§ **Work task**:
Lines with the word "trace" are the ones wanted. Copy each of them from the entries below.

§ **Data under study**:
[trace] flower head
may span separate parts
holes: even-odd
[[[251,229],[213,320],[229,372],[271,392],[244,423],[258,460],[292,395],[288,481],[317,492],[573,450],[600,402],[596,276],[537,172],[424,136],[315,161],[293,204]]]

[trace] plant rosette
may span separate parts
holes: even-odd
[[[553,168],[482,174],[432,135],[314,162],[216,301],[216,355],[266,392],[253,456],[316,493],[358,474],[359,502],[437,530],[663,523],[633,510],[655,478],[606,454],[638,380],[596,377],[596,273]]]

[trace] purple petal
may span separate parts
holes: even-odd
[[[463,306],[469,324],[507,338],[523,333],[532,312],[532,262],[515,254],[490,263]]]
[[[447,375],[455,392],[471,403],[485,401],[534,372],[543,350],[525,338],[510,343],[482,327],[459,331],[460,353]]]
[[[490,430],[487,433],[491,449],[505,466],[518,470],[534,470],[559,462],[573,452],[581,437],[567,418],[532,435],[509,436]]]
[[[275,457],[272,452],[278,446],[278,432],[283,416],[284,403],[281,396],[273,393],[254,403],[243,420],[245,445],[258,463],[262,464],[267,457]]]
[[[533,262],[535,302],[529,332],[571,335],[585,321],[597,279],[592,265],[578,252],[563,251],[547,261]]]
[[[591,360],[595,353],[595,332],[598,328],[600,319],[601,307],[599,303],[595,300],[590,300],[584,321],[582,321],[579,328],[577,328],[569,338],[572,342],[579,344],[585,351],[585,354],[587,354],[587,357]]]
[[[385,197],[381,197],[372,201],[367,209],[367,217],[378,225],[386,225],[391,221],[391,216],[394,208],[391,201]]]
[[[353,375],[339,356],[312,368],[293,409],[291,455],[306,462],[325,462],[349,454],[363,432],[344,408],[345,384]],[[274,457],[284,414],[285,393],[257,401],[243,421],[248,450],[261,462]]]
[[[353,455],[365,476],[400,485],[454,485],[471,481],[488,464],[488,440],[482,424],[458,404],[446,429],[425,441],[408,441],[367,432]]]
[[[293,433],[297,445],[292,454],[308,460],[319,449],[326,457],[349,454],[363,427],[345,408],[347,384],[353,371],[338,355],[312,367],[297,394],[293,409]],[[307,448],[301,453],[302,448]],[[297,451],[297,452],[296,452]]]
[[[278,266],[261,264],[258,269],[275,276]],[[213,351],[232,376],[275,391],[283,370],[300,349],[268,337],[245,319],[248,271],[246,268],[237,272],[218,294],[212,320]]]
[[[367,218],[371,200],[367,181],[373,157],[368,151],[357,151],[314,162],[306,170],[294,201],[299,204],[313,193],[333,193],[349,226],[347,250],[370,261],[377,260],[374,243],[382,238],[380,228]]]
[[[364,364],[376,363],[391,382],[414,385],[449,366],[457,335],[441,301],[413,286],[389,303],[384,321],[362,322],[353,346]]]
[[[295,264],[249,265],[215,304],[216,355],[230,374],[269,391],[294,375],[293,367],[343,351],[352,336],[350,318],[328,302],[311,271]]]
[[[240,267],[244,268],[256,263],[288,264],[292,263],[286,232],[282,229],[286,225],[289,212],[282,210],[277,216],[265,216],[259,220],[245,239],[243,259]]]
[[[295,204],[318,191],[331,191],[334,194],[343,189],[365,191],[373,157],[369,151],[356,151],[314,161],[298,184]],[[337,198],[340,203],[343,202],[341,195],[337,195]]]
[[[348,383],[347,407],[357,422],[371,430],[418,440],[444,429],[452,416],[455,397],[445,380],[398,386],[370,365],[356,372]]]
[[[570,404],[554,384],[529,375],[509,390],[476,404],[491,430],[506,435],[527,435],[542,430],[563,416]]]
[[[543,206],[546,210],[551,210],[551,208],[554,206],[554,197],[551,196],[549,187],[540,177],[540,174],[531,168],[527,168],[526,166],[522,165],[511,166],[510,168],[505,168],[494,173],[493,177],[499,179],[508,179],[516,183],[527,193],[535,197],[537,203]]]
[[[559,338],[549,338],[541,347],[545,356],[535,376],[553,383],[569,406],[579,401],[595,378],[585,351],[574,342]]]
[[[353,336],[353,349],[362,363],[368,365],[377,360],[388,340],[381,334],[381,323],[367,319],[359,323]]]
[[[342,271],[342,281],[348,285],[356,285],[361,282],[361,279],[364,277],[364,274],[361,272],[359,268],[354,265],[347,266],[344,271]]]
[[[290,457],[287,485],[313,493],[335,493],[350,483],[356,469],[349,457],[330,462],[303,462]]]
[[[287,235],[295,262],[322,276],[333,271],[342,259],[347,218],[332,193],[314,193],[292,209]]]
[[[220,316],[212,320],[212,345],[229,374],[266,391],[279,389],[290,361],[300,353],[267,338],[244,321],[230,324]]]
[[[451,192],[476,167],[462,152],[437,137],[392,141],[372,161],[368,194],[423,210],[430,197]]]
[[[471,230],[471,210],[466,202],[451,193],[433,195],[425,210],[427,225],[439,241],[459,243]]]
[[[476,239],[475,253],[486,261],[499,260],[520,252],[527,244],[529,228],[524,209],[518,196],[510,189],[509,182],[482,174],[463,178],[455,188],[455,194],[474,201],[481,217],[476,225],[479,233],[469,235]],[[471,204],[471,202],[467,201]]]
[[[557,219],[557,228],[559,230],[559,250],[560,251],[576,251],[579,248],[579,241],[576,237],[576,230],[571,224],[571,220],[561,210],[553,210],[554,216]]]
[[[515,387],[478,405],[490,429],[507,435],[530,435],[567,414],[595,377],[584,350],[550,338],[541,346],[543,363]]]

§ **Answer box**:
[trace] flower head
[trace] plant rosette
[trace] purple petal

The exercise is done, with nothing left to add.